**Listed entries:**
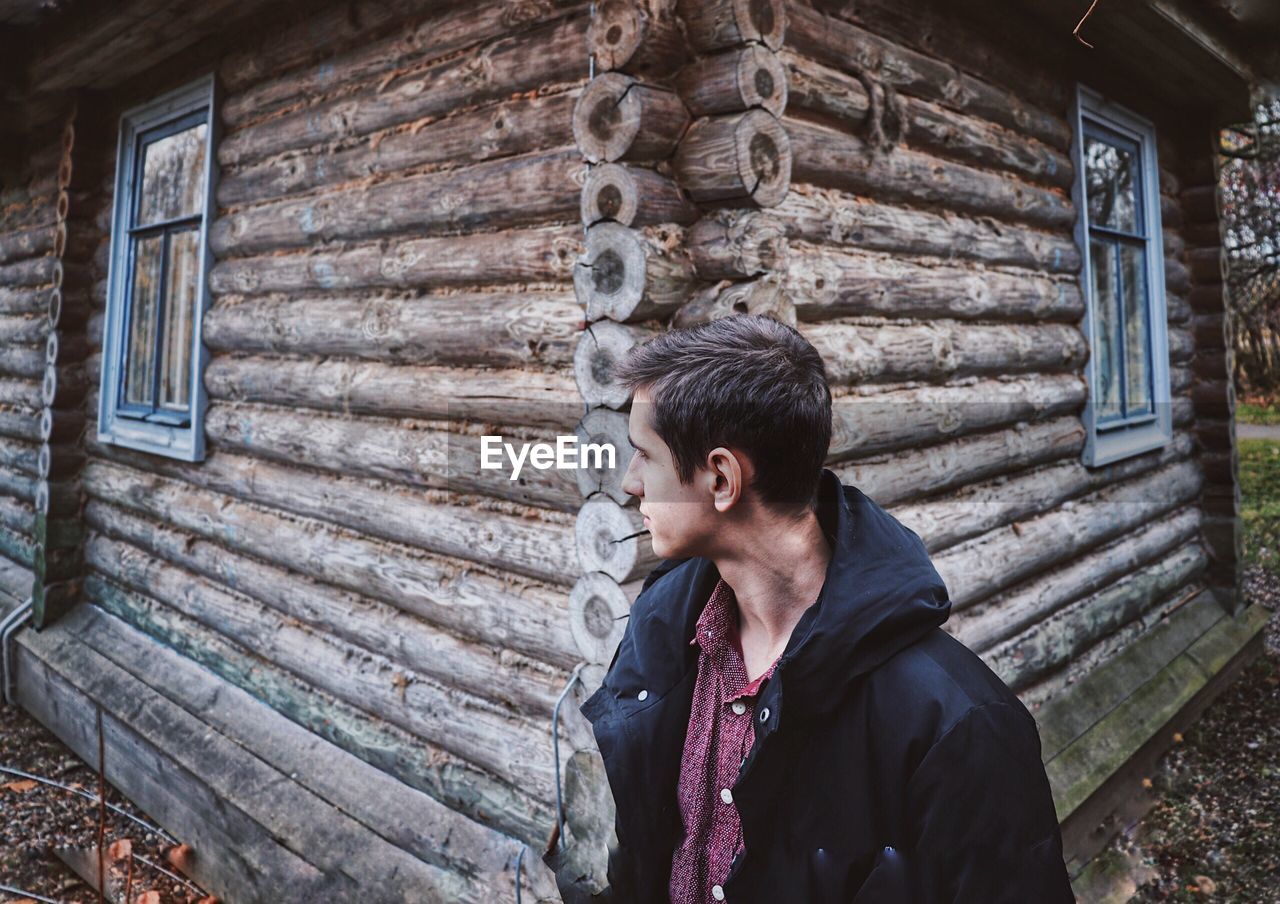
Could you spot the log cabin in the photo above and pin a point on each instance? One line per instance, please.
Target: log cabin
(269, 270)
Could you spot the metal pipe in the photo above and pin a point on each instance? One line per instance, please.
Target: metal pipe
(10, 625)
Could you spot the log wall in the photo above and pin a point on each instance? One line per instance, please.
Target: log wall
(926, 246)
(420, 210)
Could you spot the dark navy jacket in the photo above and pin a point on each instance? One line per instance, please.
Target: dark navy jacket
(890, 763)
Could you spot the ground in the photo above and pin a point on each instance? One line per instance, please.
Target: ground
(36, 818)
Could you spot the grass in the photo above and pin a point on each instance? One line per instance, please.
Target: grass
(1257, 410)
(1260, 492)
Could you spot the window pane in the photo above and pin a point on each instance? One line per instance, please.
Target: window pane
(172, 177)
(179, 300)
(1110, 174)
(1133, 264)
(1106, 295)
(142, 320)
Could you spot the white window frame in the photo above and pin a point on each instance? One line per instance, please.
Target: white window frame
(183, 442)
(1105, 444)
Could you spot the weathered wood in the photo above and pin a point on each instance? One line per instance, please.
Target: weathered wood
(636, 36)
(1068, 633)
(732, 81)
(14, 300)
(613, 540)
(912, 474)
(487, 73)
(22, 330)
(617, 118)
(600, 348)
(736, 245)
(832, 159)
(353, 620)
(712, 24)
(63, 387)
(534, 255)
(846, 46)
(631, 274)
(428, 36)
(602, 425)
(910, 418)
(539, 547)
(988, 564)
(598, 607)
(763, 296)
(469, 603)
(33, 242)
(944, 348)
(493, 195)
(58, 462)
(1016, 496)
(735, 160)
(494, 131)
(1008, 613)
(530, 398)
(840, 100)
(499, 329)
(828, 283)
(480, 731)
(405, 816)
(632, 196)
(420, 453)
(51, 690)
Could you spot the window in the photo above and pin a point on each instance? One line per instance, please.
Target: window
(152, 357)
(1119, 233)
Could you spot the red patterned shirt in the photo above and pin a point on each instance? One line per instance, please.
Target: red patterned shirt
(717, 743)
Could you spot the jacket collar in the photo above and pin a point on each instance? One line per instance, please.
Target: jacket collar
(881, 594)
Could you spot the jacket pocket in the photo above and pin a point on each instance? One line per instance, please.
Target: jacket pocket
(888, 881)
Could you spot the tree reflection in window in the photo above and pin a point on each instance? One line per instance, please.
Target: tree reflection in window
(1118, 268)
(164, 254)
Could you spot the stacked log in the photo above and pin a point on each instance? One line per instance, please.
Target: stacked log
(1212, 374)
(688, 149)
(59, 526)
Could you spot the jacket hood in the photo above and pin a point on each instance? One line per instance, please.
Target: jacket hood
(881, 594)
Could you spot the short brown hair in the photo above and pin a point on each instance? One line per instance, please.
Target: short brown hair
(748, 383)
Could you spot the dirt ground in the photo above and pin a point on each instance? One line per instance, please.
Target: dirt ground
(36, 818)
(1215, 832)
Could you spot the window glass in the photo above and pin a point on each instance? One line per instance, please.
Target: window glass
(173, 173)
(1110, 172)
(138, 359)
(183, 277)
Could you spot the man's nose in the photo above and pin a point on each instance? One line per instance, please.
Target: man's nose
(631, 484)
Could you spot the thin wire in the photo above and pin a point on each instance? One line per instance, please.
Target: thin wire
(32, 895)
(520, 858)
(92, 798)
(560, 800)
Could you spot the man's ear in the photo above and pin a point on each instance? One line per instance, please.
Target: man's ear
(727, 476)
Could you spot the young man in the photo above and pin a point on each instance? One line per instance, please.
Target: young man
(785, 721)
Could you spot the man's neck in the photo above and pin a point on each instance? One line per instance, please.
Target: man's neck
(776, 570)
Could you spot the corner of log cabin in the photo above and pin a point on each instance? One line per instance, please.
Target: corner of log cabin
(433, 223)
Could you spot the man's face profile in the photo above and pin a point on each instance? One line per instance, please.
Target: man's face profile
(680, 517)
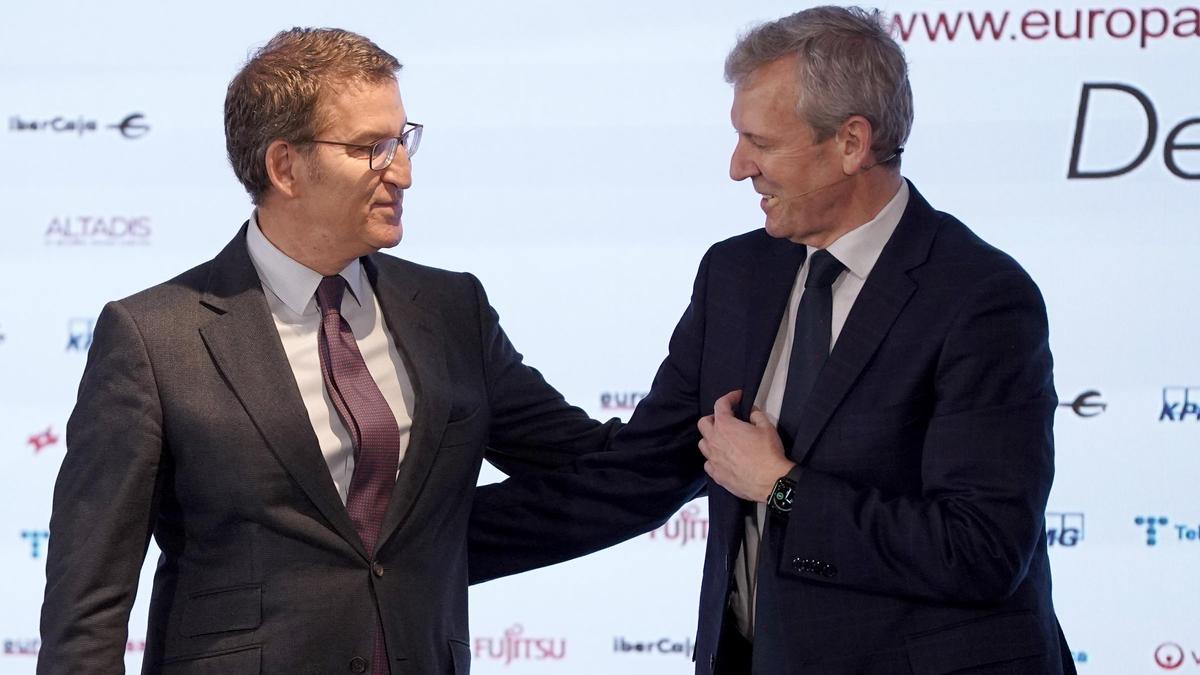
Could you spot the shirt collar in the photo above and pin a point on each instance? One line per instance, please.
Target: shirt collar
(861, 248)
(292, 282)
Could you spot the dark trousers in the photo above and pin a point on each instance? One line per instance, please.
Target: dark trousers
(733, 651)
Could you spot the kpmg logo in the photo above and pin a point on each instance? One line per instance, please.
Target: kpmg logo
(1171, 656)
(42, 440)
(106, 231)
(1087, 404)
(79, 334)
(1174, 147)
(1180, 404)
(514, 645)
(665, 646)
(131, 126)
(688, 526)
(36, 539)
(621, 400)
(1065, 530)
(30, 646)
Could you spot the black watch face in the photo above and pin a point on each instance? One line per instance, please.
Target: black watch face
(781, 497)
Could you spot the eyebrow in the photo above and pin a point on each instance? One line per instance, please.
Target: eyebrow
(371, 136)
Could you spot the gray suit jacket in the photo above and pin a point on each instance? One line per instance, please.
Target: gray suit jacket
(190, 426)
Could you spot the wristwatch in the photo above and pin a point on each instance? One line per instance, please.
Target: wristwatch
(780, 500)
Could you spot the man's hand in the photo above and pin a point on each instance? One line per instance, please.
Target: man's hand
(745, 459)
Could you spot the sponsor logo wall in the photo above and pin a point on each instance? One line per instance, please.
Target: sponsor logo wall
(576, 160)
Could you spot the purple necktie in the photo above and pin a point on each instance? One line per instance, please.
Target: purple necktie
(372, 426)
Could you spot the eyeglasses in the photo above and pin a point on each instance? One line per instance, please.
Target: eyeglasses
(383, 151)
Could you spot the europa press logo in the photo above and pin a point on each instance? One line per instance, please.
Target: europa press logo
(79, 330)
(690, 525)
(1180, 404)
(1171, 656)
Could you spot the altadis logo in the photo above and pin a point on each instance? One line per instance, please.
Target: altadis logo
(42, 440)
(1180, 402)
(1171, 656)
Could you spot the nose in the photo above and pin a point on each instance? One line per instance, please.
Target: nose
(742, 165)
(400, 171)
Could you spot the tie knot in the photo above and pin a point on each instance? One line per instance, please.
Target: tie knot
(823, 270)
(329, 294)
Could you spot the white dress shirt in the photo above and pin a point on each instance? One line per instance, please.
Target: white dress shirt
(291, 292)
(857, 250)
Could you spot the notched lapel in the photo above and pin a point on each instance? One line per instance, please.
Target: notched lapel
(771, 286)
(885, 294)
(245, 346)
(420, 344)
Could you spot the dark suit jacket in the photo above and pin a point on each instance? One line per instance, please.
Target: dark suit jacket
(190, 426)
(916, 542)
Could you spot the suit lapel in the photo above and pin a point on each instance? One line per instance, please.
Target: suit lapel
(885, 294)
(245, 346)
(419, 344)
(771, 286)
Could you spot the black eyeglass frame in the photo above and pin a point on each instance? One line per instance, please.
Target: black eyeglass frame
(409, 139)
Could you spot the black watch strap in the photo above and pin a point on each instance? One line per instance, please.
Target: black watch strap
(780, 500)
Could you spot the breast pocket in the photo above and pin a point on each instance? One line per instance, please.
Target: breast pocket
(221, 610)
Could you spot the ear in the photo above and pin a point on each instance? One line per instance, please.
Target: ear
(855, 138)
(283, 167)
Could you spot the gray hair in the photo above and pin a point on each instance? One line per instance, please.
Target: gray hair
(849, 65)
(281, 89)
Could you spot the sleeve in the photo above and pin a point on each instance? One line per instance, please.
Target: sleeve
(628, 485)
(105, 503)
(969, 532)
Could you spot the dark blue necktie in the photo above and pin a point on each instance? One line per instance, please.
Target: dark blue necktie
(810, 345)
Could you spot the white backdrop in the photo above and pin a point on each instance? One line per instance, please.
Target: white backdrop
(576, 160)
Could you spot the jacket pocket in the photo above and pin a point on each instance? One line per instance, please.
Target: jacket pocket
(993, 639)
(460, 655)
(220, 610)
(243, 661)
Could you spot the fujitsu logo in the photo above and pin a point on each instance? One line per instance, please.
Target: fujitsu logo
(689, 525)
(42, 440)
(514, 645)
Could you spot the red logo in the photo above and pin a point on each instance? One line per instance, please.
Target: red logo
(689, 525)
(42, 441)
(515, 646)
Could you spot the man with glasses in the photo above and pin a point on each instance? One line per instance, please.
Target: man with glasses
(299, 422)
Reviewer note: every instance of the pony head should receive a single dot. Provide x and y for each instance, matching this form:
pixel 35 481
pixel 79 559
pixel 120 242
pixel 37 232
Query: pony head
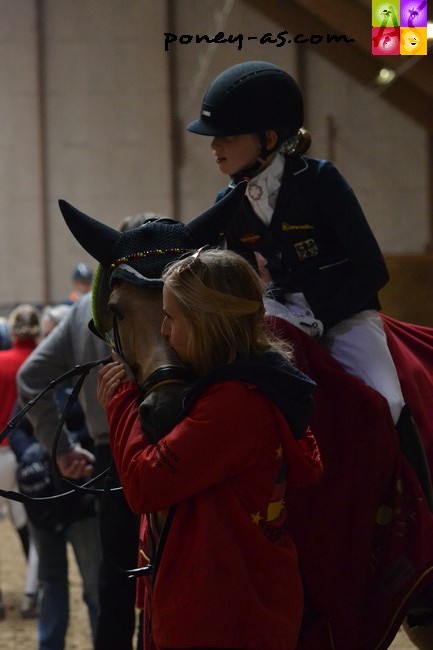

**Prompt:**
Scanning the data above, copy out every line where "pony" is found.

**Written answer:**
Reviewer note: every instance of the pony head should receive a single dot. Provide x and y for each instance, matching this form:
Query: pony head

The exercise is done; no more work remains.